* WHAT NEEDS TO BE DONE
Write out exactly the lines below that run from the line containing "the fisherman, where" through the last line of the records.

* SOURCE MATERIAL
==*==
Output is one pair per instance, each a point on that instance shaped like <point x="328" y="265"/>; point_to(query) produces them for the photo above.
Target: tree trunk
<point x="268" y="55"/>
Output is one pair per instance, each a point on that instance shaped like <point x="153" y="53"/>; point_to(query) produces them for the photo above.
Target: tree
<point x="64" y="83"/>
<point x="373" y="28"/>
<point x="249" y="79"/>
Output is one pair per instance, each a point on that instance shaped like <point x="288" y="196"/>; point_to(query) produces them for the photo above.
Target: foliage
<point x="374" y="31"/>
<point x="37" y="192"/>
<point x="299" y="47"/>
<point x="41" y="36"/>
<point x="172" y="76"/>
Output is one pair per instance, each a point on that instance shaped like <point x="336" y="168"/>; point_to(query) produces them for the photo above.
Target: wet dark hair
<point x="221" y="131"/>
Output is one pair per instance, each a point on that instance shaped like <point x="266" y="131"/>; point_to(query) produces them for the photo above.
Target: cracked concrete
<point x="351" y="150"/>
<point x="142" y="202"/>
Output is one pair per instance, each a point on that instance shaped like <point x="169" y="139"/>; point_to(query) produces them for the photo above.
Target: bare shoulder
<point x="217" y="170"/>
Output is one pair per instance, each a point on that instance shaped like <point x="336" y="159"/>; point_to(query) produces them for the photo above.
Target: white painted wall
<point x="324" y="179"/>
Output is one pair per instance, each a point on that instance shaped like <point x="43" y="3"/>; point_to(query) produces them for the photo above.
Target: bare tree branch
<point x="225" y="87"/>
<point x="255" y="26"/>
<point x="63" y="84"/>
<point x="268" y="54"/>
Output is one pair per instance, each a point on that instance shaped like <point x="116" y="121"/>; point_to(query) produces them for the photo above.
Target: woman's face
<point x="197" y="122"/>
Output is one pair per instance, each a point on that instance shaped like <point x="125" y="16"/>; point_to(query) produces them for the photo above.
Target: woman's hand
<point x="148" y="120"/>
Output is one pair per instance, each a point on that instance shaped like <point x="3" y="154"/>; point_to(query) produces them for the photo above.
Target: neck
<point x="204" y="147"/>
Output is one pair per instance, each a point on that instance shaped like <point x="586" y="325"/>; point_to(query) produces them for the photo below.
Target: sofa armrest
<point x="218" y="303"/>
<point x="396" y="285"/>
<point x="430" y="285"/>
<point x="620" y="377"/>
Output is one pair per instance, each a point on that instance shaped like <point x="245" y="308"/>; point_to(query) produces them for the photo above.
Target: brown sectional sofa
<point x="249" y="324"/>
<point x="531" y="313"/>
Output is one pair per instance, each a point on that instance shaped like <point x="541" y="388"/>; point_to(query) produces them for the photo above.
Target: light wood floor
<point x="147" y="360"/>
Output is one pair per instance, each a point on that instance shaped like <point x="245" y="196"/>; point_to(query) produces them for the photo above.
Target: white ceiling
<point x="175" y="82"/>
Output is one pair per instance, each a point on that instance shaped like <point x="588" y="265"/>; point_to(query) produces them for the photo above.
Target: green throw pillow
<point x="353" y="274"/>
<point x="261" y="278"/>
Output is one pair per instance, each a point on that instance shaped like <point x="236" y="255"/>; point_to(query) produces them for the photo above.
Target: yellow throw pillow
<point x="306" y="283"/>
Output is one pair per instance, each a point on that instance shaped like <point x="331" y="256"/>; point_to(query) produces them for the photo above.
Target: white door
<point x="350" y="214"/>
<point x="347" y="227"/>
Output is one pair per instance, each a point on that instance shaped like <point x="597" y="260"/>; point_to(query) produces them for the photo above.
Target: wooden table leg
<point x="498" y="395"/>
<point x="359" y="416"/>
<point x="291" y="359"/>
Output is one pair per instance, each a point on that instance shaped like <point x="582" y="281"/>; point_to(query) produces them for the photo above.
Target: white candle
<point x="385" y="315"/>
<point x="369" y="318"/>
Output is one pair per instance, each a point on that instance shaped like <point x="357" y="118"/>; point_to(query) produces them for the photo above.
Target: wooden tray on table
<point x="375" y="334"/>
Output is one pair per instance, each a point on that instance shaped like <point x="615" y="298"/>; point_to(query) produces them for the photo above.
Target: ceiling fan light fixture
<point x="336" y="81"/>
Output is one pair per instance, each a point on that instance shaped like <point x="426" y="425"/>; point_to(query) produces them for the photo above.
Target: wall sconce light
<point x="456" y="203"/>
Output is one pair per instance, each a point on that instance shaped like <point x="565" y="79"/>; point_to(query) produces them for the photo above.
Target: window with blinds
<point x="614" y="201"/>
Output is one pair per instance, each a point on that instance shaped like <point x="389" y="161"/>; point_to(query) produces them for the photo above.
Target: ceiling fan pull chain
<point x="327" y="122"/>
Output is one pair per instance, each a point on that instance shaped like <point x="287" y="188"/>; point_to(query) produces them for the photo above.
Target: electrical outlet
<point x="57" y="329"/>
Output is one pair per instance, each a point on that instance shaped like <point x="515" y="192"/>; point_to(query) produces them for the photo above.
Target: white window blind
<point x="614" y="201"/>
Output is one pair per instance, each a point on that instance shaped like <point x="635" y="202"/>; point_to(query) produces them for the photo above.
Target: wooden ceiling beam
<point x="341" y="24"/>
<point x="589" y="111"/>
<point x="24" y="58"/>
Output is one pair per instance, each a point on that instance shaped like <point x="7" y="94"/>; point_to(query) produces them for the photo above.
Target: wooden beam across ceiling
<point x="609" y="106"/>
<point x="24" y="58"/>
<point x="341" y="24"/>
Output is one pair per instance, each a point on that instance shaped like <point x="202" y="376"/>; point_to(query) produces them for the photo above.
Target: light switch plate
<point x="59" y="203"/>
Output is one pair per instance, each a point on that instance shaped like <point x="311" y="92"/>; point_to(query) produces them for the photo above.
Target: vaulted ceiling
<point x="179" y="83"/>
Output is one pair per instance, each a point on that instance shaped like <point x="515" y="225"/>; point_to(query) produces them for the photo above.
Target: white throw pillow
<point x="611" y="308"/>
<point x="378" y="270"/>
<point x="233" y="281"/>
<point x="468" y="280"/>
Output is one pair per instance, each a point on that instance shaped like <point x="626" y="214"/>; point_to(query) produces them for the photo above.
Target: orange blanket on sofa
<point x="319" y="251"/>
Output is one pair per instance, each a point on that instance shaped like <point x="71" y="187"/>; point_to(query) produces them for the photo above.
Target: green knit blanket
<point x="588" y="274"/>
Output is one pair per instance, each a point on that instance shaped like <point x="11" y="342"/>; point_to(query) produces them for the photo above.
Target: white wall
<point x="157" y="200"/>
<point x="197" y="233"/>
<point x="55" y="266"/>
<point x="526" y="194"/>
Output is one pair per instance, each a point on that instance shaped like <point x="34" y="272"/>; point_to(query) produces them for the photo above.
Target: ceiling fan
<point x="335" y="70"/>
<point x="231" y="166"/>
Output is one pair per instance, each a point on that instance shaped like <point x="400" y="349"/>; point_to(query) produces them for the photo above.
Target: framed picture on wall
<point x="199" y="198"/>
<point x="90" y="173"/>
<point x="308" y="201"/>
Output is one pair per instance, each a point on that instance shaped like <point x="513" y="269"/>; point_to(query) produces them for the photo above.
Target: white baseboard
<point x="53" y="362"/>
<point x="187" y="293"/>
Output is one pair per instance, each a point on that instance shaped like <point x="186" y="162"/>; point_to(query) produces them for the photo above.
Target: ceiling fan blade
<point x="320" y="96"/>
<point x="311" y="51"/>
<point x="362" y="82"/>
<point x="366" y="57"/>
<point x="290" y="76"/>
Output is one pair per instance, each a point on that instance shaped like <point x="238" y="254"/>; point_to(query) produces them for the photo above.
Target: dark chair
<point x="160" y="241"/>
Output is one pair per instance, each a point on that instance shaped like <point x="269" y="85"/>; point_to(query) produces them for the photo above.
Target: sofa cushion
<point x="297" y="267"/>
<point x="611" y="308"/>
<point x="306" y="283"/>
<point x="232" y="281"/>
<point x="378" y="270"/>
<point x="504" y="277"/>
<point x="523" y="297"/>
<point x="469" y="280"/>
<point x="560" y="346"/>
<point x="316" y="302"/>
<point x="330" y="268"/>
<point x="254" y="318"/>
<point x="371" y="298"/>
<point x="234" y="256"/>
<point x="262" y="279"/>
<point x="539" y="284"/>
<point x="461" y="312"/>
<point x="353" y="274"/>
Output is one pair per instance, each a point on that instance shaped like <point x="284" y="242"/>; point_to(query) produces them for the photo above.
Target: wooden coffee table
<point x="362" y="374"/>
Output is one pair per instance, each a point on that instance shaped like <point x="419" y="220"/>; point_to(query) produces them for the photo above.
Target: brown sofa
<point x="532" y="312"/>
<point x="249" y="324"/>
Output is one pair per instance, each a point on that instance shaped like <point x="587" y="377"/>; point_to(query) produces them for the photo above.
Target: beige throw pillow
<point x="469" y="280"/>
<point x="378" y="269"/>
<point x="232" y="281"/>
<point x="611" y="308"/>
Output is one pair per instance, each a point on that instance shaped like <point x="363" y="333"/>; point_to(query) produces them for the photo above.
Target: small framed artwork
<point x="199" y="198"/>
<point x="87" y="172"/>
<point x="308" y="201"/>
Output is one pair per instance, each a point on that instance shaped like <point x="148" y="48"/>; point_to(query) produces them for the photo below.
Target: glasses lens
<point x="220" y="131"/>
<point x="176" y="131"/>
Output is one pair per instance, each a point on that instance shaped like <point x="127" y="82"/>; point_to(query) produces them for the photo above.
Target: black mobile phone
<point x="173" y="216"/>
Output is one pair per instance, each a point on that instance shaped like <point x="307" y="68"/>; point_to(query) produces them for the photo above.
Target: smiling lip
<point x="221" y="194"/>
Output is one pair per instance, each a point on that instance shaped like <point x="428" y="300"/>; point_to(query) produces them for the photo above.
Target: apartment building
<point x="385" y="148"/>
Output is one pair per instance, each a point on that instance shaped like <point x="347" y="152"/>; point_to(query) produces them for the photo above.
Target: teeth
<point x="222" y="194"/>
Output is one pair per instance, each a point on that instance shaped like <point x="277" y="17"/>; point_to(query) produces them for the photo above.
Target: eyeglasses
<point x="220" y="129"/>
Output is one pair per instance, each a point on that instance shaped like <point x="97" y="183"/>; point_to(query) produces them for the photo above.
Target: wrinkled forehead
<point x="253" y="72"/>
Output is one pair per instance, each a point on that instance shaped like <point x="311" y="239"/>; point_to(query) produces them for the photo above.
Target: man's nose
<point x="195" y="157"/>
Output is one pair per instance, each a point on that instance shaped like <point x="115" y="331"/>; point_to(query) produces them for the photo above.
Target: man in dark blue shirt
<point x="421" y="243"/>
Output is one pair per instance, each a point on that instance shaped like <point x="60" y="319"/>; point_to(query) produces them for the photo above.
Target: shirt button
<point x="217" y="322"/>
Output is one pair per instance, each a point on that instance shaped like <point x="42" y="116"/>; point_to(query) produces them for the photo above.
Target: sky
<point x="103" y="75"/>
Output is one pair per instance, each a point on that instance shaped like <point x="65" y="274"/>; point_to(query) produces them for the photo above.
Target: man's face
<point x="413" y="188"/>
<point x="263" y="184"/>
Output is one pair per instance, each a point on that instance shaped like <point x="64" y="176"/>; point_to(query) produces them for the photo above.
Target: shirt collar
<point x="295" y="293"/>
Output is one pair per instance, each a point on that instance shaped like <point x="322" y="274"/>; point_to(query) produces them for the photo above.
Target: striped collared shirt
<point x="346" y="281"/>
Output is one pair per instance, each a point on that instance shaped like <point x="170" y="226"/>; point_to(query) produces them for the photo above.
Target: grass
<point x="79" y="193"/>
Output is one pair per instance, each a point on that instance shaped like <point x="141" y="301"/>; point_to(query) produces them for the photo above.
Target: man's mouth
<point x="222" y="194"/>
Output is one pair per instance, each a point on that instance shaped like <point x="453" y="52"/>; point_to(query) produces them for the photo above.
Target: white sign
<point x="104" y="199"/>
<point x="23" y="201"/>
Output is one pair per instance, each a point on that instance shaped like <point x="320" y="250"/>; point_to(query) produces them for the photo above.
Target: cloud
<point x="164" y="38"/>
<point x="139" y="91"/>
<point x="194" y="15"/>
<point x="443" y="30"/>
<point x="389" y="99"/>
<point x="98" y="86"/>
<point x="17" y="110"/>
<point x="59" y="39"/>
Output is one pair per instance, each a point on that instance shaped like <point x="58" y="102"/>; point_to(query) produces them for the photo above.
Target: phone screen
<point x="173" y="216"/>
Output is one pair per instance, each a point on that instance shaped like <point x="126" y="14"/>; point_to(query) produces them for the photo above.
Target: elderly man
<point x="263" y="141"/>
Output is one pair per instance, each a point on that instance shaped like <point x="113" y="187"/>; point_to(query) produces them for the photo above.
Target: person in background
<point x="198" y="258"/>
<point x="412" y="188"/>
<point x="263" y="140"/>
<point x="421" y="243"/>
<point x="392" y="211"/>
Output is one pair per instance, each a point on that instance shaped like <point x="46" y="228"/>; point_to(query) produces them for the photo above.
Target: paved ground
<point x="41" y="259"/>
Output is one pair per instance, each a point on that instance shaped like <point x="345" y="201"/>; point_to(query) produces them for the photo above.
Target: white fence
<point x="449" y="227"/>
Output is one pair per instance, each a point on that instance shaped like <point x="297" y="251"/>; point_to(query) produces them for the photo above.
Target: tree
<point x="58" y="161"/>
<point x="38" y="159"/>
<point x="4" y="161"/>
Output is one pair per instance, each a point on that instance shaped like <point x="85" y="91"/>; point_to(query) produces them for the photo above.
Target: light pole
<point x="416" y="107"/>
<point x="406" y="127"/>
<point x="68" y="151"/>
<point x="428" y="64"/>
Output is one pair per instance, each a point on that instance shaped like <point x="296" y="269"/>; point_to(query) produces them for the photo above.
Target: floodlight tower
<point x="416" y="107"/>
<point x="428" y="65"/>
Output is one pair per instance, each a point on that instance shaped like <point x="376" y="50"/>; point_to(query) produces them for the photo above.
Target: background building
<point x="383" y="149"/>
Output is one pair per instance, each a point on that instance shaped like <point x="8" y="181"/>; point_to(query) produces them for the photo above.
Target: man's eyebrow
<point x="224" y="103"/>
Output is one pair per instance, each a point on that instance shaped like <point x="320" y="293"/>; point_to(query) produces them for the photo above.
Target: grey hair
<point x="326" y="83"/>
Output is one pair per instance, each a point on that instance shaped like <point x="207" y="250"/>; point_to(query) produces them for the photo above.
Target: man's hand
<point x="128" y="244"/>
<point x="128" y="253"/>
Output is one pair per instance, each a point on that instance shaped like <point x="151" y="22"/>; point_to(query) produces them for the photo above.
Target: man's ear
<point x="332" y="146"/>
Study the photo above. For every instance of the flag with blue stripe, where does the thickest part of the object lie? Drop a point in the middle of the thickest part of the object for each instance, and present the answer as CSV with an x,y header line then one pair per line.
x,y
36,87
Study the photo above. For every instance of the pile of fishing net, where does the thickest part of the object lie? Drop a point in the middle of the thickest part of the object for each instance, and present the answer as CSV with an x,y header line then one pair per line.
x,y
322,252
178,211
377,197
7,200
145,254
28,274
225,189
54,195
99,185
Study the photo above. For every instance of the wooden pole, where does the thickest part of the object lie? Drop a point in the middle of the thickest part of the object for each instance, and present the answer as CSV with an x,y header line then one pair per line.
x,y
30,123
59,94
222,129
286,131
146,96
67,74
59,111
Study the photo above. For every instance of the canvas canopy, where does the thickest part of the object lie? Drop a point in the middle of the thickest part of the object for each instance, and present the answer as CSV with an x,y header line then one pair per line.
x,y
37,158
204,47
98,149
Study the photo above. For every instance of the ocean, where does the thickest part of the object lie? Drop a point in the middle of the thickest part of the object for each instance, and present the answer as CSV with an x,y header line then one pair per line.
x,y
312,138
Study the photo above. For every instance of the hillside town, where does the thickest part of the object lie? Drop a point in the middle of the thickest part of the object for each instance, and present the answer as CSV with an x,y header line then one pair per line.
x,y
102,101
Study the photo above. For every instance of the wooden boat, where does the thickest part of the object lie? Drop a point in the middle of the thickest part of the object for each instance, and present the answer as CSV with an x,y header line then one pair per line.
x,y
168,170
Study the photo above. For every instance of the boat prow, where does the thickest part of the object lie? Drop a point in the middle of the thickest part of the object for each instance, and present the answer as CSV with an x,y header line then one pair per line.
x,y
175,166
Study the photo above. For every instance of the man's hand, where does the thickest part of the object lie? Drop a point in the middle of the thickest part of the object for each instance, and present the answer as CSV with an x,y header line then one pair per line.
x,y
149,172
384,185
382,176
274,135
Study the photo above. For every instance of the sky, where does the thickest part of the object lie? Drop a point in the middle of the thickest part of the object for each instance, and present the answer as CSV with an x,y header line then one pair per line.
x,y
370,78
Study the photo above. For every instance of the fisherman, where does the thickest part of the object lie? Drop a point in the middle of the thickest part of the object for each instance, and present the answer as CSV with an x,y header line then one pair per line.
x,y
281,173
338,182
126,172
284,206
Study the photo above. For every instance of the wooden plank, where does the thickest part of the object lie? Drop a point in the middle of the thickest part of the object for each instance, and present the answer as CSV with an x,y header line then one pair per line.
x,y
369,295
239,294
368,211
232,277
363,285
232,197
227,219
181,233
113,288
==*==
* OUTPUT FOR THIS TASK
Study the photo above. For every instance of the fisherman, where does the thickest part of the object lie? Drop a point in the middle of the thickest part of the object for each instance, and present the answer as CSV with an x,y header line then one pair per line.
x,y
281,173
338,182
126,172
284,206
Study the photo above. For every instance of the wooden plank, where does the thickest part of the object lie? Drop a point in the middle of the thickest part of the object for each instance, and present the answer as CSV with an x,y header line then one pair per line.
x,y
369,295
239,294
368,211
232,277
363,285
232,197
227,219
181,233
113,288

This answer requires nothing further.